- _TASK PROMPT_: Reproduce all of the material below, substituting "occurrence" for each occurrence of "instance" and leaving everything else unchanged.
^^^^^^^^^^^^^^^^
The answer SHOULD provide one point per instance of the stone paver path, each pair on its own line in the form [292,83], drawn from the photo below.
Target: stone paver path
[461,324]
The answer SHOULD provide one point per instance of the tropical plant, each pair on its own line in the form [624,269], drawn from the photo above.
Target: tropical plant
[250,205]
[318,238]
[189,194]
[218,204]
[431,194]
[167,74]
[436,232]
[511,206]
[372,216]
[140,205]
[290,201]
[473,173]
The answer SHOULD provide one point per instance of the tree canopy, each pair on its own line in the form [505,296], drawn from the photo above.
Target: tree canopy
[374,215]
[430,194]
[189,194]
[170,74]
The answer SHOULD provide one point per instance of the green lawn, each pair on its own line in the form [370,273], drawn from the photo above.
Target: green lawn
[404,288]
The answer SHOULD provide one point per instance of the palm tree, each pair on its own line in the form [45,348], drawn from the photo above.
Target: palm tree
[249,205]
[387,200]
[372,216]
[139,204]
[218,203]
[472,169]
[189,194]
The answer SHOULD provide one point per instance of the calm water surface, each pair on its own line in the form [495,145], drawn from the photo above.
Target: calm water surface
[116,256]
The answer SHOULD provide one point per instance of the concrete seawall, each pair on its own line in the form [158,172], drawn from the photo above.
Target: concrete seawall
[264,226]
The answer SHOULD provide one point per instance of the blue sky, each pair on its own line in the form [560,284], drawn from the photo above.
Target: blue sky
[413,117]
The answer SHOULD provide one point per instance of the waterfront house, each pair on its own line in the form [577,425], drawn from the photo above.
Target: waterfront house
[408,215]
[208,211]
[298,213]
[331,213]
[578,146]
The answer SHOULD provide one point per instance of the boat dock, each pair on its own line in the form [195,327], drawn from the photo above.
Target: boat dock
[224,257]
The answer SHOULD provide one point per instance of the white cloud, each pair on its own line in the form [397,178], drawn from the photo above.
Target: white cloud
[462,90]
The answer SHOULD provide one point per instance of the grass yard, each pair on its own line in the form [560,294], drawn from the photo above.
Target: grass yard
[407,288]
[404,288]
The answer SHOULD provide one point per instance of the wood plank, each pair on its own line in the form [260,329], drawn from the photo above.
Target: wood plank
^^^^^^^^^^^^^^^^
- _FULL RESPONSE_:
The answer SHOULD provide one point per occurrence of the stone paver path, each pair on its own line in the form [292,83], drawn from the photo below.
Target: stone paver path
[461,324]
The answer SHOULD provide one point per occurrence of the tropical plant, each pair on its own line in the form [624,269], drawn from the photo above.
Target: tropical plant
[250,205]
[318,238]
[189,194]
[218,204]
[431,194]
[167,74]
[436,232]
[511,206]
[372,216]
[140,205]
[290,201]
[473,173]
The answer SHOULD provide one point per occurrence of the tree canopy, each pair on its own line in the form [505,296], drawn from the photo above.
Target: tree canopy
[374,215]
[430,194]
[189,194]
[170,74]
The answer SHOULD provide one point per occurrence of the green lawn, each pair on its own line in the form [370,273], drawn from the photo above.
Target: green lawn
[404,288]
The answer SHOULD provide one point per occurrence of the palm tree, each pair on its own line in the form [45,348], drawn from the photo above.
Target: palm tree
[249,205]
[387,200]
[372,216]
[139,204]
[218,203]
[472,169]
[189,194]
The answer SHOULD provide one point per occurrence of the calm water surface, each pair on its own line in the form [495,145], drawn from the photo above.
Target: calm water surface
[116,256]
The answer SHOULD provide one point per occurrence of the concrete seawall, each pair on its own line in the form [158,172], drawn from the photo above.
Target: concrete seawall
[264,226]
The answer SHOULD provide one point per occurrence of the blue sky, each pair on its own line in the form [560,284], drawn from the photo above.
Target: blue sky
[413,117]
The answer SHOULD provide one point per occurrence of the waterfront house, each pair on its own line in the form [577,425], drawn from the photo above.
Target: waterfront house
[408,215]
[208,211]
[298,213]
[331,213]
[578,146]
The answer SHOULD provide one point per occurrence of the boat dock, each pair on its own line in the form [195,327], drawn from the photo above.
Target: boat dock
[224,257]
The answer SHOULD provide one point per occurrence of the white cloud, each pair on its own line in the form [397,178], drawn from the photo above.
Target: white cloud
[462,90]
The answer SHOULD provide one point per occurrence of the grass yard, each pair on its own line in the form [560,294], drawn from the photo above.
Target: grass yard
[407,288]
[404,288]
The answer SHOULD provide one point per occurrence of the wood plank, each pair on its own line in the form [260,329], drawn from the photo above.
Target: wood plank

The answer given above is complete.